- _Data for this task_:
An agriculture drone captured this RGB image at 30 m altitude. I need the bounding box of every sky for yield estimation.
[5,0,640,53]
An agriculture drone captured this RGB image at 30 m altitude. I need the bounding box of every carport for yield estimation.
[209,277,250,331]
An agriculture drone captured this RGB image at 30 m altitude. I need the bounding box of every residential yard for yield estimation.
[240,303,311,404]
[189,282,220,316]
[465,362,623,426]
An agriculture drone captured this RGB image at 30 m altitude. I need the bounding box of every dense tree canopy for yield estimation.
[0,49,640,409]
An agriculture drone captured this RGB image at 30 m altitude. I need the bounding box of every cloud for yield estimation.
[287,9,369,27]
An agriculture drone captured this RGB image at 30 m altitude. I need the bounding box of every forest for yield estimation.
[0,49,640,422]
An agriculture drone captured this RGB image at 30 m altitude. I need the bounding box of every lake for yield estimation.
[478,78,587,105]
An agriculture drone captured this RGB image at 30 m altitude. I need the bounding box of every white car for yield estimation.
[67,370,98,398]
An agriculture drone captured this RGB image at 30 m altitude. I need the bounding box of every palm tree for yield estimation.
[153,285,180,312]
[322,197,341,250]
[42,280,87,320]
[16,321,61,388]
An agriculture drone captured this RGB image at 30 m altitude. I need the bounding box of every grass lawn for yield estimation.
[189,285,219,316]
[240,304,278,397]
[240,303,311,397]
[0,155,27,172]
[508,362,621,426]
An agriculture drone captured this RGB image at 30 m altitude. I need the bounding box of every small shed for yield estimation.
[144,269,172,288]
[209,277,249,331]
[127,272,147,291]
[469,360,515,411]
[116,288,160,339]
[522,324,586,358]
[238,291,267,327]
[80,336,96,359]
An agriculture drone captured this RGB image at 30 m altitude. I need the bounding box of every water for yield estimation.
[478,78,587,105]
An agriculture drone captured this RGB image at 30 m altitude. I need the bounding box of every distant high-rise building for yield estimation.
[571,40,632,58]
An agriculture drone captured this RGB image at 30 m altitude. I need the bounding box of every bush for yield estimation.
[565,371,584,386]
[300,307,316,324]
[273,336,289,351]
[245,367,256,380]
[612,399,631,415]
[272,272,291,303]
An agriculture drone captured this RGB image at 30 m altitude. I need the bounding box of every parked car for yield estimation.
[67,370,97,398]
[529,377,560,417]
==
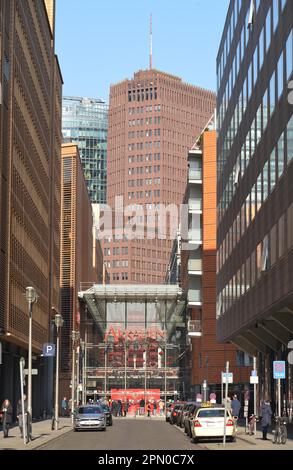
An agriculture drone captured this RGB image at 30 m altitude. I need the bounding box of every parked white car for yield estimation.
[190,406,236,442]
---
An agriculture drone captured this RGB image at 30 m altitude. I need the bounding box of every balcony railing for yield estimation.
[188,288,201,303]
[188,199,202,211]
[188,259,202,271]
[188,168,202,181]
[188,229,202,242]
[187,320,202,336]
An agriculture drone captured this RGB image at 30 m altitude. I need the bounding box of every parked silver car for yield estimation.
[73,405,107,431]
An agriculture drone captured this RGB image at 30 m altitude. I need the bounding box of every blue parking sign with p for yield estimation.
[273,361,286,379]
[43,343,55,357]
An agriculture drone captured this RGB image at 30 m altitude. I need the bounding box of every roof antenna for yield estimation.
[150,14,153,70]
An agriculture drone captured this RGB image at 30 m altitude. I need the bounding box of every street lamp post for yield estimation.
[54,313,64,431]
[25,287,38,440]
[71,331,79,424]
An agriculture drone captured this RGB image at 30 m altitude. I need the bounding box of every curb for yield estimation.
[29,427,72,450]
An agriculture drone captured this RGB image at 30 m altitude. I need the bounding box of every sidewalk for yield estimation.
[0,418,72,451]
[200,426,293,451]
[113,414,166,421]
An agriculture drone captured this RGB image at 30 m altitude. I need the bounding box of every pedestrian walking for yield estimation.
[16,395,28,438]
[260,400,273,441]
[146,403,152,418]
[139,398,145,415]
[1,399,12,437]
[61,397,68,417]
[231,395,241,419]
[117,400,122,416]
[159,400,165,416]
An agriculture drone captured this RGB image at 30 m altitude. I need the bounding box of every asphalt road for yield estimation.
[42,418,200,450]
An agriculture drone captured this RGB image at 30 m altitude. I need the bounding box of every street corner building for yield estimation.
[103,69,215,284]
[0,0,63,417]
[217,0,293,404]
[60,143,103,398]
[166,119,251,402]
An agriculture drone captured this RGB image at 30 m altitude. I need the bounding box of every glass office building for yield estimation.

- _What the exercise asks_: Copy the stretch of the material above from the line containing "tree for yield estimation." through the line containing "[508,362,621,426]", reproducing each line verbatim.

- _The result_:
An agriculture drone captured this RGB image at 30 m altitude. I need the bounding box of every palm tree for yield estimation.
[153,285,180,312]
[322,197,341,250]
[42,280,87,320]
[16,321,61,388]
An agriculture drone captured this RGB image at 30 m altitude. I need the bounding box of every grass lawn for yield estimation.
[189,285,219,316]
[240,304,278,397]
[240,303,311,397]
[0,155,27,172]
[508,362,621,426]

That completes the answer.